Dataset entries
■ ■ ■ ■ ■

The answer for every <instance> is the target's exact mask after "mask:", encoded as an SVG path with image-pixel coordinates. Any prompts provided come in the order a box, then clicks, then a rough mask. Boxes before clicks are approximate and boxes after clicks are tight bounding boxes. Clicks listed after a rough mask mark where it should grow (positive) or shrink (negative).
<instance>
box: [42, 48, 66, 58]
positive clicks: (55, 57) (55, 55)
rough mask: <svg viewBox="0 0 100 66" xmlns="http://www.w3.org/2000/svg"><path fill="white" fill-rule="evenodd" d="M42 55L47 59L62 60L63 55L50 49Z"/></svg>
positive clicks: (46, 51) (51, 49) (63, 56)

■ ■ ■ ■ ■

* **Exercise instructions**
Return the material above line for line, leaving every character unchanged.

* **Exercise solution**
The answer for every <instance> is the target's exact mask after "mask:", encoded as an SVG path with image-pixel coordinates. Any prompts provided come in the order a box, then clicks, then a rough mask. Boxes before clicks are approximate and boxes after clicks are tight bounding boxes. Clicks listed after a rough mask mark where it should grow (positive) or shrink (negative).
<instance>
box: [42, 48, 66, 58]
positive clicks: (55, 57) (55, 55)
rough mask: <svg viewBox="0 0 100 66" xmlns="http://www.w3.org/2000/svg"><path fill="white" fill-rule="evenodd" d="M42 55L47 59L62 60L63 55L50 49Z"/></svg>
positive clicks: (46, 51) (51, 49) (63, 56)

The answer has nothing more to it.